** Opening Materials provided block **

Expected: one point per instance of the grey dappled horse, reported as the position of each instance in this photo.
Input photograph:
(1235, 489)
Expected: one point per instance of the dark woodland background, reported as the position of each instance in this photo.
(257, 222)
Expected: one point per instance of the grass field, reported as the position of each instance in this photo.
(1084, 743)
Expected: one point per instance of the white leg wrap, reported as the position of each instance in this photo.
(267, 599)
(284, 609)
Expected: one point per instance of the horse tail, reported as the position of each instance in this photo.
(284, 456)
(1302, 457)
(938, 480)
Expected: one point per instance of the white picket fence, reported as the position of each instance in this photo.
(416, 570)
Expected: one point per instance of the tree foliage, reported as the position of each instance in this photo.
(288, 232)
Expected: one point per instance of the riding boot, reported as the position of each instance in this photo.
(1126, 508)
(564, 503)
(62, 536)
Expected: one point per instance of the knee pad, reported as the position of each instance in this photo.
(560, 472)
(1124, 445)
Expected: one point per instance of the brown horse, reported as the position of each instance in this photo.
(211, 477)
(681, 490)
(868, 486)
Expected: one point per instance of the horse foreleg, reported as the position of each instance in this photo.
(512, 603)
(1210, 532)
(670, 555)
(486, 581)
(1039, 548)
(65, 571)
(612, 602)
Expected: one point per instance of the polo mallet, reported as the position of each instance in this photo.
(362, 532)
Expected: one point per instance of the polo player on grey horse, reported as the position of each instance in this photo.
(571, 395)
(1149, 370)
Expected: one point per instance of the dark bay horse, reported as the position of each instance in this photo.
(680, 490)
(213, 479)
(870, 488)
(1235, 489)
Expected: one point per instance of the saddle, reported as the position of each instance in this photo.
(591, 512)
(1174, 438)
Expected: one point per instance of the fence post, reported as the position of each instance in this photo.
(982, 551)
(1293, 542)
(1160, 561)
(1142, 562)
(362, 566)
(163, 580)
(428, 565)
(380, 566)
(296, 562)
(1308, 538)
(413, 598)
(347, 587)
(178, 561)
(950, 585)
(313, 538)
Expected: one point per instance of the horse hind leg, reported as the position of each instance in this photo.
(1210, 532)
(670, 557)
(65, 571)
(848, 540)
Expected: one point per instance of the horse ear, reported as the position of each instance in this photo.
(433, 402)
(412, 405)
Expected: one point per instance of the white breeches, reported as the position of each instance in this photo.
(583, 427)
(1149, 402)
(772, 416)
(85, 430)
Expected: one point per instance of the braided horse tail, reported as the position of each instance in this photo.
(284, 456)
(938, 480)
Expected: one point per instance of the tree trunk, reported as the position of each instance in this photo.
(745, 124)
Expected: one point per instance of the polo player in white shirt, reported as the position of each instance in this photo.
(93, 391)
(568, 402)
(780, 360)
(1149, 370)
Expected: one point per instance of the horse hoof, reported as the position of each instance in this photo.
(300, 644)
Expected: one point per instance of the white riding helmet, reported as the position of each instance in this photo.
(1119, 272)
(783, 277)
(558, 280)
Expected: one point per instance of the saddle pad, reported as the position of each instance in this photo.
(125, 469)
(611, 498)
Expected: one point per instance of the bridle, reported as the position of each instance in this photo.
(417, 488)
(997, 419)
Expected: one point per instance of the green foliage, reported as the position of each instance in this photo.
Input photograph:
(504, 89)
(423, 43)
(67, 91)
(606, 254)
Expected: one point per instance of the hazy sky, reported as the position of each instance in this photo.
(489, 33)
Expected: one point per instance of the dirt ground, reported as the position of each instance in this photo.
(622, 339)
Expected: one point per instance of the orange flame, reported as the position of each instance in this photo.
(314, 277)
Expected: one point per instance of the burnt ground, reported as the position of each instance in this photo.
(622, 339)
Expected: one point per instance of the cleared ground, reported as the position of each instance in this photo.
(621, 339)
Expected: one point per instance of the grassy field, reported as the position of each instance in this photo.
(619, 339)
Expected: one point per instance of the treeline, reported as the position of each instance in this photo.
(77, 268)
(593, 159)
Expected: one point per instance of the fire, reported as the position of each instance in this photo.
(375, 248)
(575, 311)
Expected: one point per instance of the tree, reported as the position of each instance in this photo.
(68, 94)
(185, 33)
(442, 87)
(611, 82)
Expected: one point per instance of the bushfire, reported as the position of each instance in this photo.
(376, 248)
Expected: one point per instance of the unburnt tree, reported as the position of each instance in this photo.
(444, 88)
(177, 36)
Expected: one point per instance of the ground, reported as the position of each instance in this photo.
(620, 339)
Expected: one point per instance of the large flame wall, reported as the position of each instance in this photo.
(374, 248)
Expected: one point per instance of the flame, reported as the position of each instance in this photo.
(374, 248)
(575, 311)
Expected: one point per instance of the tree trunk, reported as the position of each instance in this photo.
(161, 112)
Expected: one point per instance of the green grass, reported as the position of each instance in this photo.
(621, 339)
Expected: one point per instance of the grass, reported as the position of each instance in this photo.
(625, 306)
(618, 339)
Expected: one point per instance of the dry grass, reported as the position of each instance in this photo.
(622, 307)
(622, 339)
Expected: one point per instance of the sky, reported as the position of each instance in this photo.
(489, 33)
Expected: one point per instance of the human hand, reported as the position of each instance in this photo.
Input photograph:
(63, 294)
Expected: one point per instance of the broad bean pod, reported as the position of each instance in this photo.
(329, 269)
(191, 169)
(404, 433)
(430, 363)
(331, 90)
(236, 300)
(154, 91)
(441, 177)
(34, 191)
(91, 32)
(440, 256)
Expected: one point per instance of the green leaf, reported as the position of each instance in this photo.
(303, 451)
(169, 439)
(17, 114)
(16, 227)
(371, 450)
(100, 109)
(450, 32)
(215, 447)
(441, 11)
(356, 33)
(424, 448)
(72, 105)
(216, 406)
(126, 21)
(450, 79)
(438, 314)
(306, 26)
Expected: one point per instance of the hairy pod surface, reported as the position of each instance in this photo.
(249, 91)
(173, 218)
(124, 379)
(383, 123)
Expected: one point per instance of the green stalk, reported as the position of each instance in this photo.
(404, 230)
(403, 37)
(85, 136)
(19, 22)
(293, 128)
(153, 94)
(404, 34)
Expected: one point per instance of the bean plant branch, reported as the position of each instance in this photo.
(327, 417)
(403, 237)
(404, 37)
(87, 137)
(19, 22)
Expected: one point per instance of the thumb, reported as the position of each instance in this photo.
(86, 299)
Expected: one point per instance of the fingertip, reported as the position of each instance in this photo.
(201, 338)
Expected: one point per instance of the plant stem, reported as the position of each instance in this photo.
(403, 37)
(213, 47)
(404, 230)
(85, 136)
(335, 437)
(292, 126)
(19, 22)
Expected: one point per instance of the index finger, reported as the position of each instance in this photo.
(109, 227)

** Closing Materials provided block **

### Assigned task
Word for word, return each of the entries.

### Exercise solution
Expected: one point per instance of the grey dappled horse, reported as the position of each instance in this photo.
Input photograph:
(1235, 489)
Expected: one point per instance of the dark woodland background, reported as the position of each instance in this photo.
(257, 222)
Expected: one point per instance of the grass field, reported as the position of each instance in this photo.
(1084, 743)
Expected: one point per instance of the white leg wrap, reported as the position of each instance in this photo.
(267, 599)
(284, 609)
Expected: one point per instance of the horse tail, reported as the position of each instance in this photo.
(284, 456)
(1302, 457)
(938, 480)
Expected: one point per instance of the white picket fence, reported as the position of each instance in this photo.
(416, 570)
Expected: one point per instance of the tree foliage, reported as the position of each instance in this photo.
(288, 232)
Expected: one point per instance of the riding boot, reported as the position of each instance in this photo.
(1126, 508)
(564, 503)
(62, 536)
Expected: one point per instance of the knee pad, reported as the position of each instance in this photo.
(560, 472)
(1124, 445)
Expected: one point per instance of the brown horse, reported as the position of each instance in this photo.
(211, 477)
(681, 490)
(868, 486)
Expected: one point per instance of the horse foreleg, reported as the position of each instance in this photo.
(512, 603)
(1210, 532)
(670, 555)
(486, 581)
(1039, 548)
(65, 571)
(612, 602)
Expected: one point per instance of the polo mallet, reported as the position of each instance in this photo.
(362, 532)
Expected: one point per instance of the polo player on grey horse, reported as the position of each instance in this photo.
(571, 395)
(1149, 370)
Expected: one point per instance of the dark bay horse, reported as the position of each instance in this photo.
(680, 490)
(213, 479)
(870, 488)
(1235, 489)
Expected: one point per instance of the saddle, reported as the position of each instance in this photo.
(591, 512)
(1174, 438)
Expected: one point per instance of the fence post, reported as the position of each instance in this photo.
(982, 551)
(1293, 542)
(1160, 561)
(1142, 562)
(362, 566)
(163, 580)
(428, 565)
(380, 566)
(296, 562)
(1308, 538)
(413, 598)
(347, 587)
(178, 561)
(950, 585)
(313, 538)
Expected: one point per instance of the horse hind leg, reported as the position of each instance in this photo.
(1210, 532)
(670, 557)
(65, 571)
(848, 540)
Expected: one point per instance of the horse ear, reported as the position of each instance in this photo.
(433, 402)
(412, 405)
Expected: one point per instance of the white breeches, reported as the position of each instance in this photo.
(583, 427)
(1149, 402)
(772, 416)
(85, 430)
Expected: one point per instance of the braided horse tail, reported as the position of each instance in this photo.
(284, 456)
(938, 480)
Expected: one point per instance of the tree trunk, reported as the position of each instance in this photo.
(745, 124)
Expected: one point per instance of the polo player in white shirt, reported as the position of each instance in this photo.
(93, 391)
(568, 402)
(780, 360)
(1149, 370)
Expected: one point per instance of the horse hoof, reported as the position of each instance in this photo.
(300, 644)
Expected: one point per instance of the white riding helmet, reported as the position of each instance in this photo.
(1119, 272)
(783, 277)
(558, 280)
Expected: one point per instance of the saddle pad, reported as the position of each instance in this photo.
(125, 469)
(611, 498)
Expected: one point per instance of the bridle, reported as the position of each instance in this photo.
(417, 488)
(997, 419)
Expected: one point per instance of the green foliage, reported as the position of each instance in this photo.
Input photograph:
(504, 89)
(423, 43)
(67, 91)
(606, 254)
Expected: one point per instance of the hazy sky, reported as the position of each instance in this photo.
(489, 33)
Expected: one point per instance of the dirt ground, reported as the position of each instance in this photo.
(622, 339)
Expected: one point per instance of the orange flame, reported as the position of each instance in this photo.
(314, 277)
Expected: one point per instance of the burnt ground, reported as the position of each instance in this photo.
(622, 339)
Expected: one point per instance of the cleared ground, reported as the position of each instance in this photo.
(621, 339)
Expected: one point per instance of the grassy field, reported as the position of each instance in this photo.
(619, 339)
Expected: one point per instance of the treeline, reported as the position of each instance in this photo.
(77, 268)
(593, 159)
Expected: one point per instance of the fire, reported as the position of each instance in this photo.
(375, 248)
(575, 311)
Expected: one point per instance of the tree, reported as the position of each instance in this photo.
(68, 94)
(185, 33)
(442, 87)
(611, 82)
Expected: one point per instance of the bushfire, reported as the position of each instance in this photo.
(376, 248)
Expected: one point per instance of the unburnt tree, reported as the position of each instance in this photo.
(444, 88)
(177, 36)
Expected: one point per instance of the ground, reported as the position of each instance in this photo.
(620, 339)
Expected: one point per instance of the large flame wall, reported as the position of each instance in this photo.
(374, 248)
Expected: one point per instance of the flame, reported as the position of each instance in this photo.
(374, 248)
(575, 311)
Expected: one point per instance of the tree trunk, reported as the position of each instance in this photo.
(161, 112)
Expected: one point per instance of the green grass, reported as the position of each instance in this photo.
(621, 339)
Expected: one point per instance of the grass, reported as the position of each instance in this photo.
(625, 306)
(618, 339)
Expected: one point per instance of the dry grass, reported as the position of each instance in this photo.
(622, 307)
(622, 339)
Expected: one point per instance of the sky, reported as the position of each instance in this photo.
(489, 33)
Expected: one point per instance of the human hand, reported as the position of each instance in this photo.
Input photograph:
(63, 294)
Expected: one point per instance of the broad bean pod, reported as the position of each instance in this photo.
(329, 269)
(191, 169)
(404, 433)
(430, 363)
(331, 90)
(236, 300)
(154, 91)
(441, 177)
(34, 191)
(91, 32)
(440, 256)
Expected: one point per instance of the green leaf, reported as the position of each instance in this photo.
(303, 451)
(169, 439)
(17, 114)
(16, 227)
(371, 450)
(100, 109)
(450, 32)
(215, 447)
(441, 11)
(356, 33)
(424, 448)
(72, 105)
(216, 406)
(126, 21)
(450, 79)
(438, 314)
(306, 26)
Expected: one point per instance of the hairy pod surface, reported as the position of each instance in this photo.
(249, 91)
(173, 218)
(124, 379)
(383, 123)
Expected: one point per instance of the green stalk, reported as the position of each instance in this photo.
(404, 230)
(403, 37)
(85, 136)
(19, 22)
(293, 128)
(153, 94)
(404, 34)
Expected: one point per instance of the bean plant branch, reported as the position of each instance in this photo.
(327, 417)
(403, 237)
(404, 37)
(87, 137)
(19, 22)
Expected: one point per instance of the thumb, reported as the position of each instance in this photo.
(86, 299)
Expected: one point per instance of the fingertip, reported as the position of each instance in this photo.
(201, 338)
Expected: one point per instance of the plant stem, reported as the position of each instance in this photo.
(403, 37)
(213, 47)
(404, 230)
(85, 136)
(335, 437)
(292, 126)
(19, 22)
Expected: one point per instance of the index finger, reported as the position of each instance in this photo.
(109, 227)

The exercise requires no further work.